GIVEN PROBLEM >> Pick up the piece on college costs and student loans and carry it on from its last sentence. Keep it separate from the data that follows the piece.
╭─ EXCERPT PROVIDED
EDUCTION costs are making the news. More correctly, getting the money to pay for higher education is making news as the availability of capital for student loans seems to be drying up. Investors seem to have lost their interest in buying the student loan backed paper.
You see, the federal government doesn’t have any actual money to make student loans, so federal guaranteed lenders such as student loan giant “Sallie Mae” passel up a bunch of loans and put the paper up for auction. To have an auction, three people need to show up, the seller and at least two buyers. Of late, sellers are plentiful and buyers are as scarce as new Starbucks stores.
I’m thinking that the investors have two concerns. One, they know that to get paid back, the student will need not only to get a job, but a better than average job, and two, if the student defaults, the government will have to pay the money back. Either way, Las Vegas seems a better risk.
With education costs literally skyrocketing, while at the same time even white collar jobs are leaving the U.S. in record numbers, what will the younger generation do with their expensive learning’s?
While this article is aimed at higher education, it should not be overlooked that K through 12 costs are accelerating at the same pace. Well beyond that of inflation and income increases. Property taxes are increasing in nearly every state in an effort to support an educational system that has, if nothing else, proven that money spent has little to do with outcome.
Education is a protected subject that is about as touchy to approach as a pet porcupine. That being said, let’s get a couple of things out of the way before we start. Contrary to popular belief, public schools, grants, scholarships, student loans, government paid programs, parent paid programs, deferments, forgiveness programs, and state and federal subsidized institutions of higher learning, all cost real money. In the instance of many students; someone else’s money.
From a pure mathematical standpoint (a subject apparently not offered in college) and considering the current job market and the worsening economic situation, many college educations make no financial sense. Having someone else pay for another’s college education in order to make the education viable from a return on investment standpoint, does not justifiably dismiss the flawed economics.
Looking at the financial side of this subject from a different standpoint; would you purchase a business whose purchase price was such that it guaranteed an operating loss each and every year? I think not, unless of course, you could get someone else to pay the purchase price and incur all of the losses while you participated only in the profits. Nice work if you can get it.
╰─
╭─ LISTED RECORDS
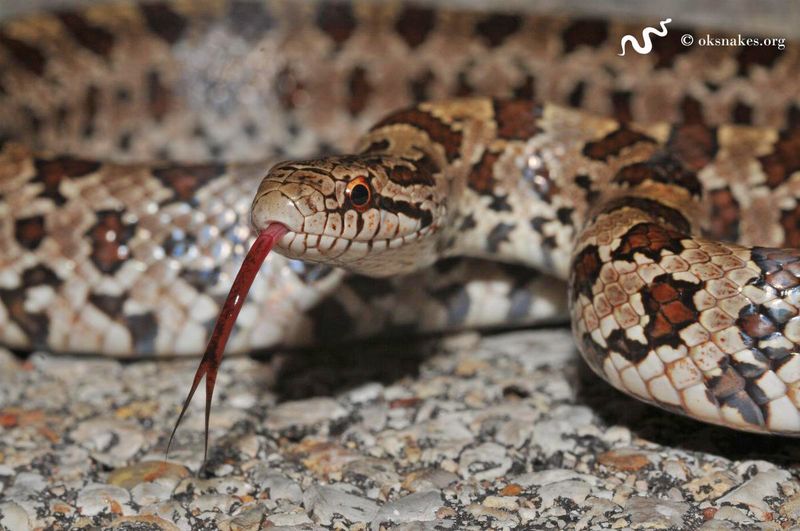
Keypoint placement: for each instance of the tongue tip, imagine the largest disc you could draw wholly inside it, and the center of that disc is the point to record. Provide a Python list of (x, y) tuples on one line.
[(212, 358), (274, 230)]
╰─
╭─ LISTED RECORDS
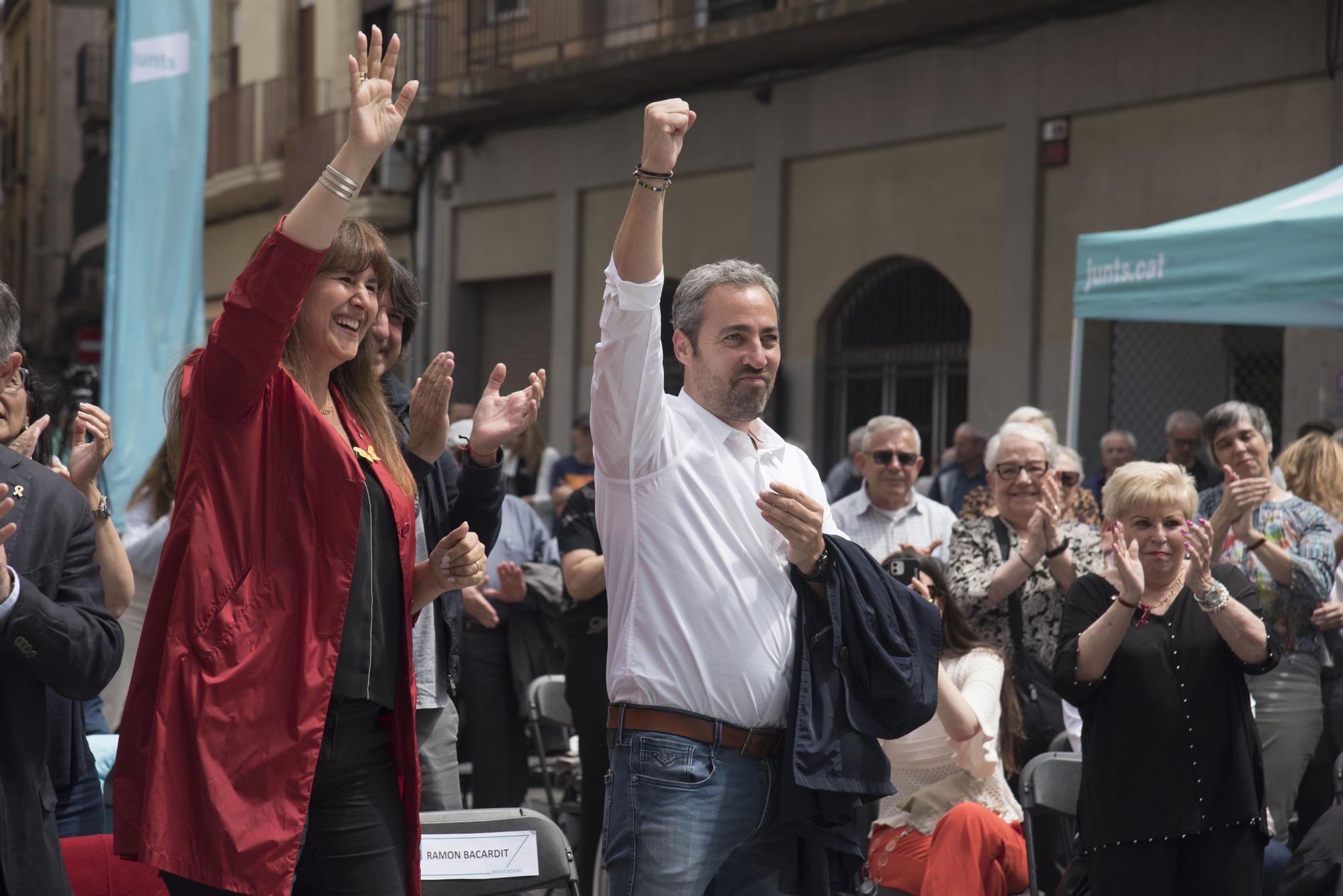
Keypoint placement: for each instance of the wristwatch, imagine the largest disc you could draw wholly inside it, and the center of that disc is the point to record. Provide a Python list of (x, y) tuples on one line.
╰─
OUTPUT OF THE TASK >>
Americans today have a negative savings rate. As a nation, we spend more than we make. There is evidence that this trend will only get worse. A contributing cause for this dismal fact is that parents, rather than saving for their own retirement, are hopelessly attempting to fund the ever increasing cost of their adult children’s education.
I would be one of the last people to tell you that I don’t believe in education; I certainly do. I believe that every American should be required to be educated to a high degree of proficiency in economics 101 and 8th grade general math before they can legally leave home. This new requirement would near certainly peak the interests of the parents.
America does require a diverse educated populous. We can’t all sit around selling stocks and insurance to one another. People educated in every facet of our once viable economy must return to the work place if we are to have any hope of restoring our economy to even a semblance of its’ former self.
But regardless of all the political and social rhetoric, the cost of any education must make fiscal and economic sense. Currently, it doesn’t.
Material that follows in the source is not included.